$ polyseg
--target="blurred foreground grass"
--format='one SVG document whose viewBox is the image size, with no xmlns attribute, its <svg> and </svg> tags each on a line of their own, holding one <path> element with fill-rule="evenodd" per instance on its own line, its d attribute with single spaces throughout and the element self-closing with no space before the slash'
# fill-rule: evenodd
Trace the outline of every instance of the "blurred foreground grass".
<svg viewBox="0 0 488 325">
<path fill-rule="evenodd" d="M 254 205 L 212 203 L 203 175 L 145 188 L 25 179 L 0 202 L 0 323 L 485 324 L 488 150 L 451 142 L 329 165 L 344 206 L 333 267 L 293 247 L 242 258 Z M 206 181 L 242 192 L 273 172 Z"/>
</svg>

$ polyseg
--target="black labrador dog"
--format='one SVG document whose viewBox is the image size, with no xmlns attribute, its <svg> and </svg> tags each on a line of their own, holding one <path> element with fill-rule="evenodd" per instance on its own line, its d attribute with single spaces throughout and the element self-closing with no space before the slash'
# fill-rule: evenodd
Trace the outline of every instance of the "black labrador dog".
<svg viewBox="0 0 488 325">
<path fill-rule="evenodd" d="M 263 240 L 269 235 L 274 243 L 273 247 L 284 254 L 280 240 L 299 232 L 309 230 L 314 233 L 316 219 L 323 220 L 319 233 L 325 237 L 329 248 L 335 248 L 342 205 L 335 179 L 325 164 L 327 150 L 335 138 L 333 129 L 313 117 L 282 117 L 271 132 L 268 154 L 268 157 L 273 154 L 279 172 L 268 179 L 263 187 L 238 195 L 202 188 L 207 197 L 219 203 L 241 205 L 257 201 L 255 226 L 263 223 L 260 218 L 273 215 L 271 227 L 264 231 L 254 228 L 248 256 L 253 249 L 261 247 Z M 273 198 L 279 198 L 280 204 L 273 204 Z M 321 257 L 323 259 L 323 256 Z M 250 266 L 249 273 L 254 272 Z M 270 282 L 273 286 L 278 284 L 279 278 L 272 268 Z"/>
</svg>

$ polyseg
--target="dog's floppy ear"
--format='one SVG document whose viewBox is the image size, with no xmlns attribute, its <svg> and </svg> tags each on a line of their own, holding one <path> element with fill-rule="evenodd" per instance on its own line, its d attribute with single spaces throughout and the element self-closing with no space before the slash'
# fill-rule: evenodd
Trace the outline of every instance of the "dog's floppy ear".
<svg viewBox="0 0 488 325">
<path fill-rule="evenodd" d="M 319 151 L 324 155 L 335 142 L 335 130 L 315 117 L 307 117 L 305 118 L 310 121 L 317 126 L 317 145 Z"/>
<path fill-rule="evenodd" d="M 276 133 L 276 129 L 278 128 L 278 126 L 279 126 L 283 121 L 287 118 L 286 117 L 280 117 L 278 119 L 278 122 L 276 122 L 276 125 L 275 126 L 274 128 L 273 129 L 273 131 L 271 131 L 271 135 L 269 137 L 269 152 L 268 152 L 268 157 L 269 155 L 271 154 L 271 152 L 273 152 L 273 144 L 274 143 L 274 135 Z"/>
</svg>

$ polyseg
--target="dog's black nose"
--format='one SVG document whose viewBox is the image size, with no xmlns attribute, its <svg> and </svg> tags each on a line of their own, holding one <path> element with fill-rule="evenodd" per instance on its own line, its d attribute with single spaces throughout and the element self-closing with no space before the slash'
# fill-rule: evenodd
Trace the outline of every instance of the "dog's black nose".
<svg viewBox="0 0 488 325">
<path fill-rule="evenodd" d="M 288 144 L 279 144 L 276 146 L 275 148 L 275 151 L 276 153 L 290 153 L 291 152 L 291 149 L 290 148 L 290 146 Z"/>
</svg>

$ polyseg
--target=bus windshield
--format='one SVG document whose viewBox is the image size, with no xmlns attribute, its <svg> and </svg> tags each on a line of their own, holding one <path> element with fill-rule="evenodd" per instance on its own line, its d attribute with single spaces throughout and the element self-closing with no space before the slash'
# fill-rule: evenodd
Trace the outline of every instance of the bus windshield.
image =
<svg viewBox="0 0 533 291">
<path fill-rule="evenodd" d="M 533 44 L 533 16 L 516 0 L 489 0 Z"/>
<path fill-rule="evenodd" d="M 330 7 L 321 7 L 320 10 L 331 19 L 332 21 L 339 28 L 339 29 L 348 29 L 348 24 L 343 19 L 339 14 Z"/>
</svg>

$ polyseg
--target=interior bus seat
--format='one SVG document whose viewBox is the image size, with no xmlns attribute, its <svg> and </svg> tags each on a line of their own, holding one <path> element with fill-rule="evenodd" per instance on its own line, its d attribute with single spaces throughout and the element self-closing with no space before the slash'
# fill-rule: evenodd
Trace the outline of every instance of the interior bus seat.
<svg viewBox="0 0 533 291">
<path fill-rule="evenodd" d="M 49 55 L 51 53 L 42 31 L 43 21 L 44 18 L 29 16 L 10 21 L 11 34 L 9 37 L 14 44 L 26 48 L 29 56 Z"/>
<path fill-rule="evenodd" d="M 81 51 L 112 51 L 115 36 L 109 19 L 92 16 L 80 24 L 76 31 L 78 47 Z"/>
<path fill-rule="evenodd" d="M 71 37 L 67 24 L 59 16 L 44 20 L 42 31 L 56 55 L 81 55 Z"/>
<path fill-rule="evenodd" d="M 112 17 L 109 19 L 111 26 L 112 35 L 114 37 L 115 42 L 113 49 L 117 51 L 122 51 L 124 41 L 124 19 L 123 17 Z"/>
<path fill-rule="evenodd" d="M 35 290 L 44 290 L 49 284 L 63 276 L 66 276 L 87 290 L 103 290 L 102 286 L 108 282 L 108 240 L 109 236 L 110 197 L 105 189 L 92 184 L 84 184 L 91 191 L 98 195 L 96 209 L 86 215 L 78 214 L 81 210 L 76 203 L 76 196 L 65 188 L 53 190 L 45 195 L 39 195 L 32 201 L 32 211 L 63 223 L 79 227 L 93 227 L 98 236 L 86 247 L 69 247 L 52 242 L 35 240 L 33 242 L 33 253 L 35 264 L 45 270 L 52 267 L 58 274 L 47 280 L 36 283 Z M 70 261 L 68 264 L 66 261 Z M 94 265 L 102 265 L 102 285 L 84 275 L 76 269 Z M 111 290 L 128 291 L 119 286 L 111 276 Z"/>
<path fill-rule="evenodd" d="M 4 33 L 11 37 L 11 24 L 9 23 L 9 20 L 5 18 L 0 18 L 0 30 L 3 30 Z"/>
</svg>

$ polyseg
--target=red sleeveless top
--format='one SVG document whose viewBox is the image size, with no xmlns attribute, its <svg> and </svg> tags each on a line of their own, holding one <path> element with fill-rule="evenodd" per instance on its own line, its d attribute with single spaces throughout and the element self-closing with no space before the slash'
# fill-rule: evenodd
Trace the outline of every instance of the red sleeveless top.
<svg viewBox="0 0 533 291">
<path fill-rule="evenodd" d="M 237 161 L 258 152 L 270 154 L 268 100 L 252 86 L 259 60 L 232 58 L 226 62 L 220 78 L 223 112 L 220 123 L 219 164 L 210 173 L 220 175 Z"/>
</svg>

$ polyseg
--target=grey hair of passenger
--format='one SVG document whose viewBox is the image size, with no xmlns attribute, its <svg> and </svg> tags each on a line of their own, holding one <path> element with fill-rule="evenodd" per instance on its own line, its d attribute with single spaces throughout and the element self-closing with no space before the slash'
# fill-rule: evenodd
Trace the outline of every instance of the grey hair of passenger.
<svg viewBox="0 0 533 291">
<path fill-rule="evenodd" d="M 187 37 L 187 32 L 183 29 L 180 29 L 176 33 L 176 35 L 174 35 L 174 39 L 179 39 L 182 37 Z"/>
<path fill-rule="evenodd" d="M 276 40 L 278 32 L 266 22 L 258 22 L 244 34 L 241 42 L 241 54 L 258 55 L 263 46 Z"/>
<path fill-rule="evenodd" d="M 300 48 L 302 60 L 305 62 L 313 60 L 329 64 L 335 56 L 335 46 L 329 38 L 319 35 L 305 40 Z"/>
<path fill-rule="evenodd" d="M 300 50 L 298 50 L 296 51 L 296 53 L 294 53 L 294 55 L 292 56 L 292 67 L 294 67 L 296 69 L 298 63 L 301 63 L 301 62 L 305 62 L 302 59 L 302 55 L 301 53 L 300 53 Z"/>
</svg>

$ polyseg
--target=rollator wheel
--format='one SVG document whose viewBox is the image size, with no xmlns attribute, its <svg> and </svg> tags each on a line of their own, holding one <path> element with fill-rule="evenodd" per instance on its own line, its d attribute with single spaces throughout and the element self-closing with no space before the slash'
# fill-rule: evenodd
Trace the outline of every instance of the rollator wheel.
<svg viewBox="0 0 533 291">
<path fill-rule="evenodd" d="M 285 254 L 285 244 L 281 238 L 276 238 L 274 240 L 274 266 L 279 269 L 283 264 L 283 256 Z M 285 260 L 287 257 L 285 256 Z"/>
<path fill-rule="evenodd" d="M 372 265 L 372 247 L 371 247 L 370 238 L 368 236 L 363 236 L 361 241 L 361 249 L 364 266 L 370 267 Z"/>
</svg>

***

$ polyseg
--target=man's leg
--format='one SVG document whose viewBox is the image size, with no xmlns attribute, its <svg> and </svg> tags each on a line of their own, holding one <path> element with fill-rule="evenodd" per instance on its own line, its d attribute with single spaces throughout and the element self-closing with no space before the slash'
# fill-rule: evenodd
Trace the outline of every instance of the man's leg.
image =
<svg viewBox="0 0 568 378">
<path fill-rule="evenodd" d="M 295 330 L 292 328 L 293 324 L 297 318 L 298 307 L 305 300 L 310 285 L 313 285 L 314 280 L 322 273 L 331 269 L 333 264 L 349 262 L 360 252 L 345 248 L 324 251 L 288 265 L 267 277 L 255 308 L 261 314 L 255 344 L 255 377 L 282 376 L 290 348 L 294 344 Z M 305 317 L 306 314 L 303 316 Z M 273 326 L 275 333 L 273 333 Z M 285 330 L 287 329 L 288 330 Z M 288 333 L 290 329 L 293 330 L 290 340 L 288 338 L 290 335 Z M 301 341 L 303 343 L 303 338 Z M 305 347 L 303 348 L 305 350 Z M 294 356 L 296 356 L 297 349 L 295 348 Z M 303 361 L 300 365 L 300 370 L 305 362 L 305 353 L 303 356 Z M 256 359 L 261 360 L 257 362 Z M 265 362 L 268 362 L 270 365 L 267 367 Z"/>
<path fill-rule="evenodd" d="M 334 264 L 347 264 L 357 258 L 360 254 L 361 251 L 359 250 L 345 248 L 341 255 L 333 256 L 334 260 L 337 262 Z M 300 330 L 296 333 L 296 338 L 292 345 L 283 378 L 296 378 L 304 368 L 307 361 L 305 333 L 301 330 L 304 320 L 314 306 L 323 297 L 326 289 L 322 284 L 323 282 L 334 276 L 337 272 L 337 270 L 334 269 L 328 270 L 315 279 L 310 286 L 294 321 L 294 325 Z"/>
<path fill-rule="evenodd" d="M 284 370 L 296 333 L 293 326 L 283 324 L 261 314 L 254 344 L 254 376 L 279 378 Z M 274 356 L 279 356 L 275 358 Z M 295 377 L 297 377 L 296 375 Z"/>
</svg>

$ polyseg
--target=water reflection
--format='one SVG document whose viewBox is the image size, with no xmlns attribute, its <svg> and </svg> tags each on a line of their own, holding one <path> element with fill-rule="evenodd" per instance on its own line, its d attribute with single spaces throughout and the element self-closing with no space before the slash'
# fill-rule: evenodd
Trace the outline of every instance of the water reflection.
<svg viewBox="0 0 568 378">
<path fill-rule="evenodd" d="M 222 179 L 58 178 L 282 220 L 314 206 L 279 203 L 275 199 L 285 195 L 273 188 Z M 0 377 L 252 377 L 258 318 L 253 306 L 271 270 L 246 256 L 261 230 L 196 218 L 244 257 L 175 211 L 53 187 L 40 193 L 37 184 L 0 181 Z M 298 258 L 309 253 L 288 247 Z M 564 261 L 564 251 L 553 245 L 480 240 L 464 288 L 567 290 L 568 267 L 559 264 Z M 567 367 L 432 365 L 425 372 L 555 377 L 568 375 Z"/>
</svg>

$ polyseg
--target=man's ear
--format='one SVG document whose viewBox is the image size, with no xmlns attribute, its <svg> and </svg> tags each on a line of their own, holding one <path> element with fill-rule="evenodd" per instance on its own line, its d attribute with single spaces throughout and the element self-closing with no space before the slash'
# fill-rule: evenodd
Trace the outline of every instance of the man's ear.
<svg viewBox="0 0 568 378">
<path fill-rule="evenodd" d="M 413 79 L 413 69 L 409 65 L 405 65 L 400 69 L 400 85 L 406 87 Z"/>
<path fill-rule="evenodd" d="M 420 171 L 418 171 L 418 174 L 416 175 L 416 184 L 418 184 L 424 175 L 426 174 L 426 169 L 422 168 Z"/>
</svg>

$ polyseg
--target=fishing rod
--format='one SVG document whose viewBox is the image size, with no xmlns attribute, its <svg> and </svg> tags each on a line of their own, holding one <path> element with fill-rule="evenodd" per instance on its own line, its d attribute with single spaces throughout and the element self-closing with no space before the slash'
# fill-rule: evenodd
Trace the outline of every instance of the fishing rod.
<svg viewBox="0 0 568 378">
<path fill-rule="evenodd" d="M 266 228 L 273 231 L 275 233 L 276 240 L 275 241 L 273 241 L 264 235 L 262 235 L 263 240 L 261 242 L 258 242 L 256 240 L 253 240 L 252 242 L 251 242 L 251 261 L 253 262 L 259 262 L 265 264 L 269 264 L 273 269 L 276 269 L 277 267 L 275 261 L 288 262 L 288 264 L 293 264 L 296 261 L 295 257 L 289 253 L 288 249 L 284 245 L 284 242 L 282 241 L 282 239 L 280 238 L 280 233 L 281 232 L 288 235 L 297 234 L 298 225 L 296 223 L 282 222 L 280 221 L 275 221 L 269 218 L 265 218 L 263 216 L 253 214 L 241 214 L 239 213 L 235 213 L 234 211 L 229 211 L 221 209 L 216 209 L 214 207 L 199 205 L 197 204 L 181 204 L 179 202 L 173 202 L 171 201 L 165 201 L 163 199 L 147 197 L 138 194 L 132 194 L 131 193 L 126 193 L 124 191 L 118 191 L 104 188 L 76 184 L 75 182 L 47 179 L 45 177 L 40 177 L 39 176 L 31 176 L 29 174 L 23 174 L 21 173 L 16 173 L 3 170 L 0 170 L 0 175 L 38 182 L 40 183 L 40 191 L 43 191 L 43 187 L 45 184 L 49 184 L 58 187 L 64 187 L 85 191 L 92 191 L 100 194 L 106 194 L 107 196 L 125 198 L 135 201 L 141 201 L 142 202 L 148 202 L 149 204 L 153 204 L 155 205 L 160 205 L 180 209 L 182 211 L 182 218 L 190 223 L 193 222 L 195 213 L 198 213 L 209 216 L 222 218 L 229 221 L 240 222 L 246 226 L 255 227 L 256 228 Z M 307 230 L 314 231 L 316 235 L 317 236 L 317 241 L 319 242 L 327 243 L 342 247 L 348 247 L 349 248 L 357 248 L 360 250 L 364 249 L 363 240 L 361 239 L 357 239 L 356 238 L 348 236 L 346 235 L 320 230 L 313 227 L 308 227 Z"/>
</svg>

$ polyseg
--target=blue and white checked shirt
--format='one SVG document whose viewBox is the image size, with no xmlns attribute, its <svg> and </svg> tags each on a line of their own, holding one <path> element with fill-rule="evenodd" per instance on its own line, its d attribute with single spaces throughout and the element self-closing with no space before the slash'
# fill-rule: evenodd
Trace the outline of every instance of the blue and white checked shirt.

***

[Problem details]: Collect every line of the items that contains the word "wheel", matching case exactly.

[Answer to this exercise]:
--target=rollator wheel
Trace the outline of every instance of the rollator wheel.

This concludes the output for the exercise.